Saved entries
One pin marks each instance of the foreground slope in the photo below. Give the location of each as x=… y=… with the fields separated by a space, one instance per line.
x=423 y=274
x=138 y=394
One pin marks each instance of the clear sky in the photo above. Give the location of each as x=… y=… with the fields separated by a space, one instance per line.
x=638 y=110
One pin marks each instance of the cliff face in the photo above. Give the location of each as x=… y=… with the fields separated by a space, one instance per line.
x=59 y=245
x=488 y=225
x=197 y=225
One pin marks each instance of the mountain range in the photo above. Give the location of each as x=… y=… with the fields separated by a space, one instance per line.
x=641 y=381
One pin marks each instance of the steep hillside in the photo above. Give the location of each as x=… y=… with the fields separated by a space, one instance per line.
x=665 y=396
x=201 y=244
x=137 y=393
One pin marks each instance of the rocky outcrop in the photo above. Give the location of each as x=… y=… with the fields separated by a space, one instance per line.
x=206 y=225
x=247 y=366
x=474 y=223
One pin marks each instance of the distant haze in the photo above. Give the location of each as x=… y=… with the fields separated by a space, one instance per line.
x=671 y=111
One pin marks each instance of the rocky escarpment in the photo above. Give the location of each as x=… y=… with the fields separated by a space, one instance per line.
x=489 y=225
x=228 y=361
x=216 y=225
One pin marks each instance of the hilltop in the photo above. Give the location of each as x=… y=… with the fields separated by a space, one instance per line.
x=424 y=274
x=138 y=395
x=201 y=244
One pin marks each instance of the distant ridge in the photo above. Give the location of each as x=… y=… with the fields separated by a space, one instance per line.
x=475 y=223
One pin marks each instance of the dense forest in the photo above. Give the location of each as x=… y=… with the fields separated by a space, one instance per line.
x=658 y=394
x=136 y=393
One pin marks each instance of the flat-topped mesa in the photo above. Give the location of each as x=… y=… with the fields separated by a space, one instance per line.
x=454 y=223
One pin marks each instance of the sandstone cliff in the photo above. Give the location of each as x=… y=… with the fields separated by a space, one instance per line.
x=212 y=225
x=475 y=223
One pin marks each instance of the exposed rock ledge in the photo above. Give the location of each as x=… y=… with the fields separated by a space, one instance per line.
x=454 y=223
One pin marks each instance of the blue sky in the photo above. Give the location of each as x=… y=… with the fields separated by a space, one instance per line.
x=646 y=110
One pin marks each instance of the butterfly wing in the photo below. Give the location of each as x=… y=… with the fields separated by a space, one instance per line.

(Problem description): Please quote the data above in full, with no line missing.

(Finished task):
One pin marks each instance of the foreground slope in the photo below. Give the location of each as x=… y=… with the fields separated by a space, one instance per line.
x=423 y=274
x=138 y=394
One pin marks each instance of the clear sky in the photo above. Give the location of each as x=… y=… with the fields separated by a space, one instance per line.
x=638 y=110
One pin marks each instance of the cliff face in the photo above. Give the location of each as x=… y=… with the fields separated by a space, one instance per line.
x=59 y=245
x=488 y=225
x=197 y=225
One pin marks each instance of the mountain range in the photo above. Give the location of each as x=… y=… with the fields separated by a space, one instance per line.
x=641 y=381
One pin marks each instance of the steep hillside in the photo above. Give the location of each as x=… y=… with the fields separated by a space, one instance per line.
x=665 y=396
x=201 y=244
x=137 y=393
One pin marks each instance of the rocky outcrop in the photo above. Give the location of each as x=… y=… with the fields separated by a space, one instance per line.
x=206 y=225
x=247 y=366
x=474 y=223
One pin marks each instance of the distant haze in the photo above. Give the location of each as x=… y=… with the fields separated by a space, one instance per line.
x=671 y=111
One pin marks each instance of the rocky escarpment in the photo above. Give the location of each as x=… y=… with the fields separated by a space, one instance per line.
x=489 y=225
x=228 y=361
x=216 y=225
One pin marks each instance of the hilltop in the photo above. Give the location of each as x=… y=… with the fields separated by a space, one instance per line.
x=424 y=274
x=138 y=395
x=201 y=244
One pin marks each instance of the distant ridge in the photo above. Give the location of each as x=… y=… with the fields separated by a space, one instance per line.
x=475 y=223
One pin marks each instance of the dense forest in the photo above. Give the location of each as x=… y=… with the fields separated by a space, one instance per line.
x=658 y=394
x=136 y=393
One pin marks each instance of the flat-topped mesa in the photo above. Give the location of each as x=… y=… with the fields separated by a space, one instance per line.
x=454 y=223
One pin marks each instance of the sandstone cliff in the photo above. Give the location of each as x=… y=… with the fields separated by a space, one instance per line.
x=212 y=225
x=475 y=223
One pin marks each instance of the exposed rock ledge in the photo above. Give the location of each as x=… y=… with the fields separated by a space, one instance per line.
x=454 y=223
One pin marks each instance of the blue sky in the photo above. Give the location of each as x=… y=… with the fields separated by a space, one instance per line.
x=646 y=110
One pin marks each instance of the butterfly wing in the photo below. Give the location of each as x=… y=… with the fields separated by a space, one instance per line.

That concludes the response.